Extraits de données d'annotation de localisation
+ + +
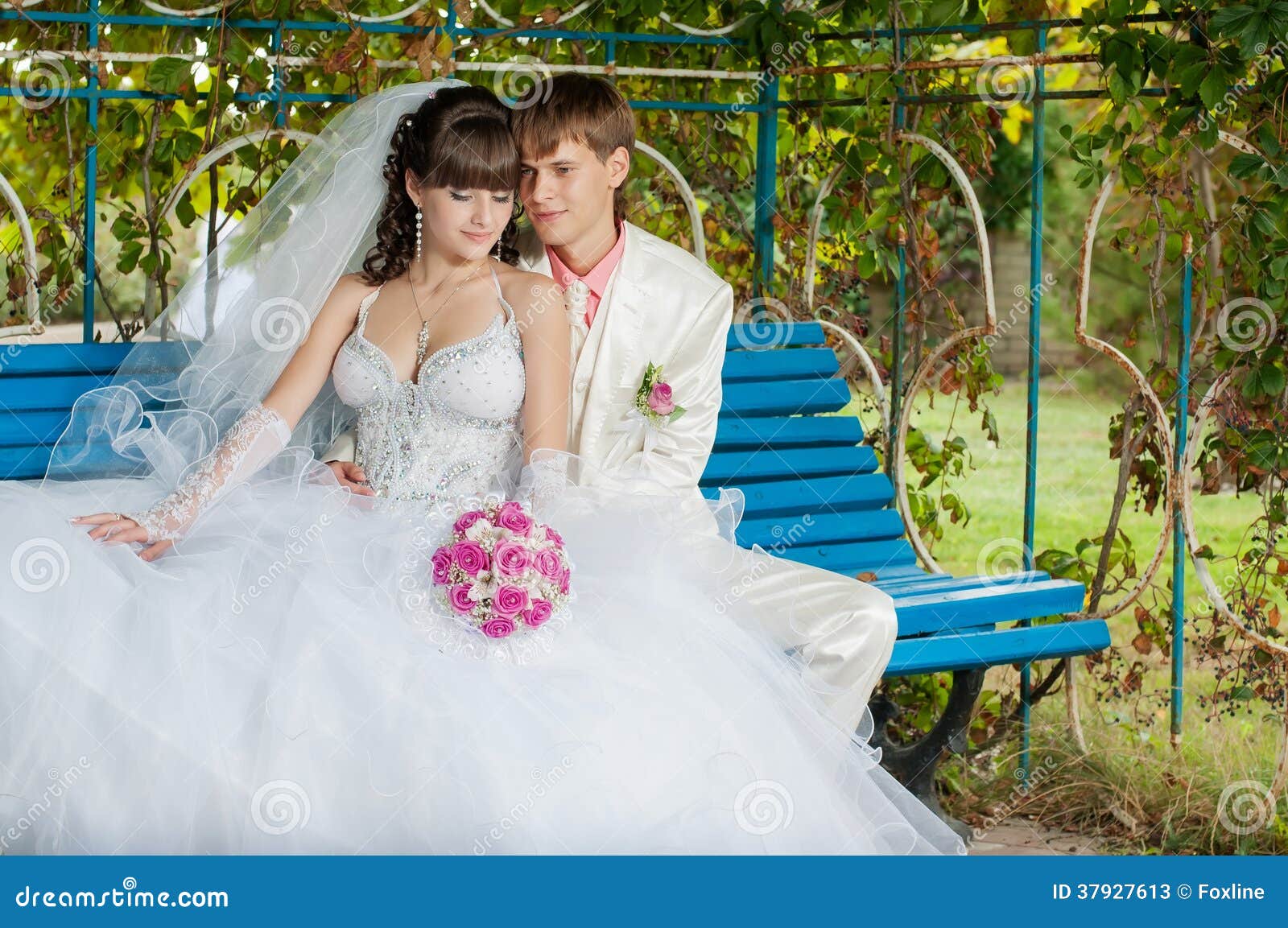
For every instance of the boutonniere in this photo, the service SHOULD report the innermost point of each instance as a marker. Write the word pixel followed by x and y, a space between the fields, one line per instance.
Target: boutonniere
pixel 576 295
pixel 654 401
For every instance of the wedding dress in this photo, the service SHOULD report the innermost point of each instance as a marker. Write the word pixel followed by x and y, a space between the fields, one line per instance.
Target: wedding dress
pixel 285 681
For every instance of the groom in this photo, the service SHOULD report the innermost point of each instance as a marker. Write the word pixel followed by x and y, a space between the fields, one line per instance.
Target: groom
pixel 635 299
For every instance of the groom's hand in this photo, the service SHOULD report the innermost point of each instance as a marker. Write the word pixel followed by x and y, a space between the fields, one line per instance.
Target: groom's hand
pixel 352 476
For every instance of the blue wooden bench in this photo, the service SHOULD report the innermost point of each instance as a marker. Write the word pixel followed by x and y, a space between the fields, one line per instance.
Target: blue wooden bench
pixel 789 460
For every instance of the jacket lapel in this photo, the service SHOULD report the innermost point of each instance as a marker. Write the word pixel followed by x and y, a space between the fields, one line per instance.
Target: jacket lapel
pixel 609 353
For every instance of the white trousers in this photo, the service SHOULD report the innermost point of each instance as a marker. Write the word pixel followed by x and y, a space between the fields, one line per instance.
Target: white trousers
pixel 844 629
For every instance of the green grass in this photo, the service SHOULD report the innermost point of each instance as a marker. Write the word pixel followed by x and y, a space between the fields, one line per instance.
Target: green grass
pixel 1133 773
pixel 1075 479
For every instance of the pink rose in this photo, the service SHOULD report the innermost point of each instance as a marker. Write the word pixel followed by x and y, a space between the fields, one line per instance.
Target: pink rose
pixel 470 556
pixel 509 600
pixel 660 399
pixel 512 517
pixel 499 627
pixel 459 596
pixel 538 613
pixel 442 562
pixel 465 520
pixel 549 564
pixel 512 559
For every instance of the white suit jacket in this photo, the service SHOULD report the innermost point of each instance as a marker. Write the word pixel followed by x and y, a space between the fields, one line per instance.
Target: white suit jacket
pixel 665 307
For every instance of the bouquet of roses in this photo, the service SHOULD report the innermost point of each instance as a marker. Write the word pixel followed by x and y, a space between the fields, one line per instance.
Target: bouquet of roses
pixel 502 571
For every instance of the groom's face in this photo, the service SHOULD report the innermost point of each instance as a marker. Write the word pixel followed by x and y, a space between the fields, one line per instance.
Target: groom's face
+ + +
Consigne:
Recopiez sans rien modifier le passage des enregistrements qui débute à la ligne contenant « For every instance of the white suit » et s'achève à la fin des enregistrements, ces deux limites comprises.

Résultat attendu:
For every instance of the white suit jacket in this photo, the service SHOULD report the innermost point of each instance as a marker. Write the word pixel followed by x and y, a space between the fields, one line per instance.
Target: white suit jacket
pixel 665 307
For every instance of the bouquet of roses in this photo, the service SHOULD report the innermost point of each instance as a marker. Write the word pixel followed by x and y, a space between the fields, one line per instance.
Target: bouquet of roses
pixel 502 571
For every instance of the groom's face in this photo, the service SHOULD report the innermost point of each instance as a marker. Write the word pixel followed by x and y, a space between the fields, one line per instance.
Target: groom's face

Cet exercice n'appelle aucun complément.